10.1. An issuer, at its discretion, may withdraw from the issue process at any time; however, subsequent to such withdrawal, the issuer shall not be allowed to access any of the EBP platforms for a period of seven days from the date of such withdrawal. A withdrawal from the issue process shall imply withdrawal of the total issue including anchor portion.

10.2. If an issuer withdraws from the issue because of any of the reasons as outlined below, the restrictions mentioned in the above paragraph shall not be applicable:

10.2.1. issuer is unable to receive the bids up to the base issue size; or

10.2.2. bidder has defaulted on payment towards the allotment, within stipulated timeframe, due to which the issuer is unable to fulfill the base issue size; or

10.2.3. cut-off yield (i.e. the highest yield at which a bid is accepted) in the issue is higher than the estimated cut-off yield (i.e. the yield estimated by the issuer, prior to opening of issue) disclosed to the EBP, where the base issue size is fully subscribed.

10.3. Disclosure of estimated cut-off yield on the EBP platform to the eligible participants, pursuant to closure of issue, shall be at the discretion of the issuer.

10.4. In case an issuer withdraws issues on the EBP platform because of the cut-off yield being higher than the estimated cut-off yield, the EBP shall mandatorily disclose the estimated cut-off yield to the eligible participants.

11. Responsibilities of various entities involved in the process:

11.1. Issuer shall:

11.1.1. open an escrow bank account/ have an escrow bank account jointly with a RTA, where the role of the RTA in operating such bank account shall be limited to the responsibilities as provided under this circular;

11.1.2. provide the details of escrow bank account in which pay-in of funds has to be made and the timelines by which such pay-in shall be done by the successful bidders; and

11.1.3. effect corporate action for credit of securities to the successful bidders, after receiving confirmation from the RTA about receipt of funds.

11.2. RTA shall:

11.2.1. undertake reconciliation between information received from the escrow Bank and EBP. Further, after reconciliation, shall intimate the issuer about the receipt of funds and shortfall, if any, and the reasons thereof;

11.2.2. issue instructions to the escrow bank account for the release of funds, after passing on the instructions for corporate action to the depositories; and

11.2.3. intimate to the EBP, upon closure of the issue, the status of the issue i.e. successful or withdrawn, details of defaulting investors etc.

12. Obligations and duties of EBP:

12.1. An EBP shall:

12.1.1. provide an on-line platform for placing bids;

12.1.2. have necessary infrastructure like adequate office space, equipment, risk management capabilities, manpower and other information technology infrastructure to effectively discharge the activities of an EBP;

12.1.3. ensure that the PM, term sheet and other issue related information is available to the eligible participants on its platform immediately on receipt of the same from the issuer;

12.1.4. have adequate backup, disaster management and recovery systems; and

12.1.5. ensure safety, secrecy, integrity and retrievability of data.

● ● ● ●

§ WHAT YOU NEED TO DO
#1 According to the EBP excerpt, how long is an issuer barred from accessing EBP platforms after withdrawing from the issue process?
#2 List every obligation that the EBP excerpt places on an EBP under paragraph 12.1.
#3 Extract the passage of the EBP excerpt starting with "12.1. An EBP" and going on through "retrievability of data.".

§ Photo object pointing records
● ● ● ●

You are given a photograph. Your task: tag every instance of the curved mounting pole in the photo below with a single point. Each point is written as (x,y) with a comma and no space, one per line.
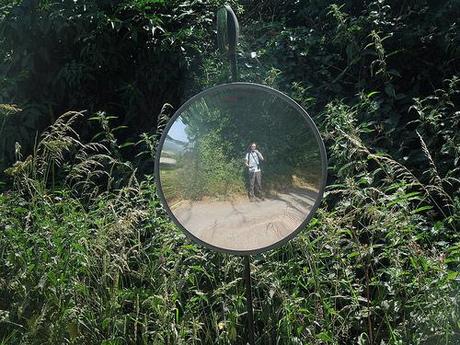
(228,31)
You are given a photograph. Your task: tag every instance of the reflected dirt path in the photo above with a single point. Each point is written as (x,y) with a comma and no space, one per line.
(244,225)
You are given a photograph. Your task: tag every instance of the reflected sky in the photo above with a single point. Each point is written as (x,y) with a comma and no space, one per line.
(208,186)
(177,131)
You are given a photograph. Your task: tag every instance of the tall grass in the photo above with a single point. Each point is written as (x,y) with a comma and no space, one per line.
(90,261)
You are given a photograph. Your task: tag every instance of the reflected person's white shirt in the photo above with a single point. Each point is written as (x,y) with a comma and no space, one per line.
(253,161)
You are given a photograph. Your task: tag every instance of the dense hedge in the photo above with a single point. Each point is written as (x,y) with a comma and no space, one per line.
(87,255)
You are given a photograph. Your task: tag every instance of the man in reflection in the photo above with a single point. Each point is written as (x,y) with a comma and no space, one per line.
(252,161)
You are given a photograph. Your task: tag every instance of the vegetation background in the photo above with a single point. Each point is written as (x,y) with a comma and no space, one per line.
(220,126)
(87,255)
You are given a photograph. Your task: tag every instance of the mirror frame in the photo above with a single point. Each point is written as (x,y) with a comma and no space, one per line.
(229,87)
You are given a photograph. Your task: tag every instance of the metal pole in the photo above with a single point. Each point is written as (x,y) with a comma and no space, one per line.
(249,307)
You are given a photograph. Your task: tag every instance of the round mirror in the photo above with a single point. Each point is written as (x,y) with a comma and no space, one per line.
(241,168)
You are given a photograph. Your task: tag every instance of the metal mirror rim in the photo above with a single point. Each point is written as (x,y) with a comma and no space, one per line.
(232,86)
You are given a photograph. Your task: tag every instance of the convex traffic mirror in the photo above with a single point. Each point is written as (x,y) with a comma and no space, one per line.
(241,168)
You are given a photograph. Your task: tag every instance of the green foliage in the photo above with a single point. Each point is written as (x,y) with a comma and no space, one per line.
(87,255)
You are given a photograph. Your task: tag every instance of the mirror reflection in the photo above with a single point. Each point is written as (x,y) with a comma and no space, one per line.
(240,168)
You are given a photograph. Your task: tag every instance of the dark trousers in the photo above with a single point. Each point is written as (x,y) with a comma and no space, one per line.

● ● ● ●

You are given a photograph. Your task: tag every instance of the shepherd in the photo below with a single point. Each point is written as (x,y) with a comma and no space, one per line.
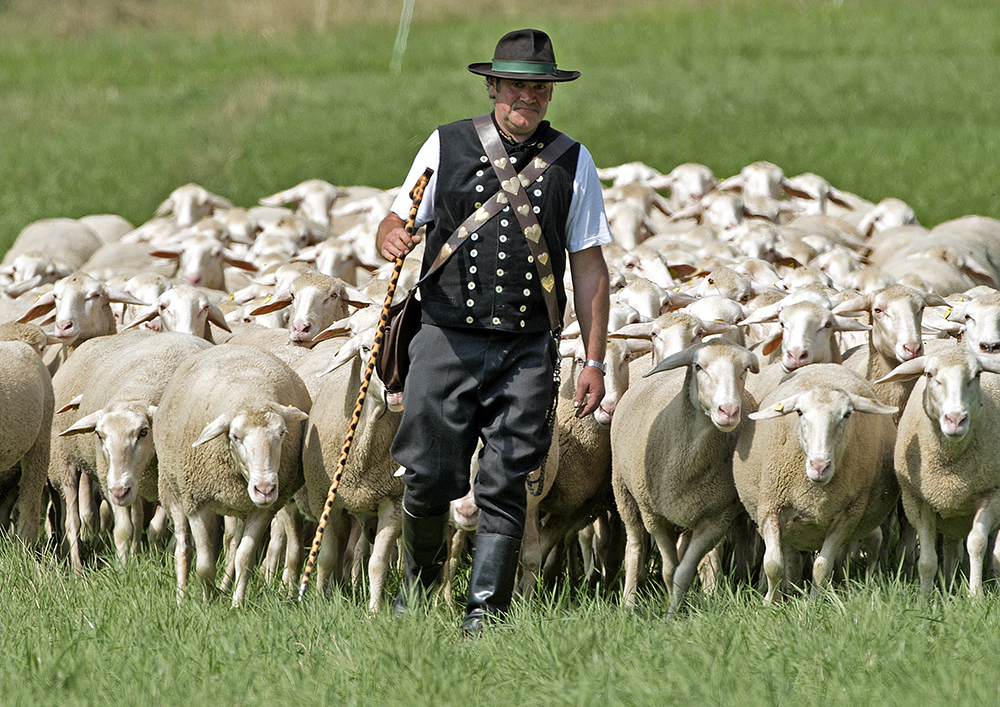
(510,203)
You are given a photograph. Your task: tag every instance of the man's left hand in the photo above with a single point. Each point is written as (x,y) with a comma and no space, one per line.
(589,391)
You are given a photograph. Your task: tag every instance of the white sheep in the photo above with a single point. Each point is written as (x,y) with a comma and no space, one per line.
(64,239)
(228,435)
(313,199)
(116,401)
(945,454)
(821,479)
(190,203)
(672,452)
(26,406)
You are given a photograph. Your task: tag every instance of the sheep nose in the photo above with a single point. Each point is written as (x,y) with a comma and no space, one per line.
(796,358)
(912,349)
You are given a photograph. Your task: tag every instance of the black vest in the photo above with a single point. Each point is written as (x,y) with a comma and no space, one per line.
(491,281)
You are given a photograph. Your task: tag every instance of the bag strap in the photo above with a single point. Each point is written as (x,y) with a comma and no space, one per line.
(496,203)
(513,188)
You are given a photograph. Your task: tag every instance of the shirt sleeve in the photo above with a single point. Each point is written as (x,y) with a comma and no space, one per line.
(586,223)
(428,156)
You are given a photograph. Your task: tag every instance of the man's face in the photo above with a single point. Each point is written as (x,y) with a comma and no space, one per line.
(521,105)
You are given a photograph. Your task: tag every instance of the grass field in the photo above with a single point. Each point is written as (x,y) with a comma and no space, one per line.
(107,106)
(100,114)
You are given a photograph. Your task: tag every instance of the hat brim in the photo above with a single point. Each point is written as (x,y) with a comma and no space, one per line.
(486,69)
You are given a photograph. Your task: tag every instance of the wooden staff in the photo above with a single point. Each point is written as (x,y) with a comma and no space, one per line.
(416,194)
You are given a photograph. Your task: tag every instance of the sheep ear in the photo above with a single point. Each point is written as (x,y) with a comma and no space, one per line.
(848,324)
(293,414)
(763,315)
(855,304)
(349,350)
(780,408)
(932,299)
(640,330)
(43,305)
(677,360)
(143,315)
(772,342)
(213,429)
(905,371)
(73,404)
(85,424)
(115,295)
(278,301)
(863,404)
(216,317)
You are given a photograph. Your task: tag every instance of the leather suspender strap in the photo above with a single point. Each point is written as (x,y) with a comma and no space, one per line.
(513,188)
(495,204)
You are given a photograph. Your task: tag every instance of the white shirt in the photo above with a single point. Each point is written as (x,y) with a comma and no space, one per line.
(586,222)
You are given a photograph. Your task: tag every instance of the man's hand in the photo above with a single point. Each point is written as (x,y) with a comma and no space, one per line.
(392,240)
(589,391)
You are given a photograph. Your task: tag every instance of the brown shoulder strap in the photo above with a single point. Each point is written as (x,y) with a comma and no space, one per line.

● ● ● ●

§ ANSWERS TO THE PROBLEMS
#1 Seven days from the date of the withdrawal.

#2
- Provide an on-line platform for placing bids.
- Have the necessary infrastructure to effectively discharge the activities of an EBP, such as adequate office space, equipment, risk management capabilities, manpower and other information technology infrastructure.
- Ensure that the PM, term sheet and other issue-related information is available to eligible participants on its platform immediately on receipt from the issuer.
- Have adequate backup, disaster management and recovery systems.
- Ensure safety, secrecy, integrity and retrievability of data.

#3
12.1. An EBP shall:

12.1.1. provide an on-line platform for placing bids;

12.1.2. have necessary infrastructure like adequate office space, equipment, risk management capabilities, manpower and other information technology infrastructure to effectively discharge the activities of an EBP;

12.1.3. ensure that the PM, term sheet and other issue related information is available to the eligible participants on its platform immediately on receipt of the same from the issuer;

12.1.4. have adequate backup, disaster management and recovery systems; and

12.1.5. ensure safety, secrecy, integrity and retrievability of data.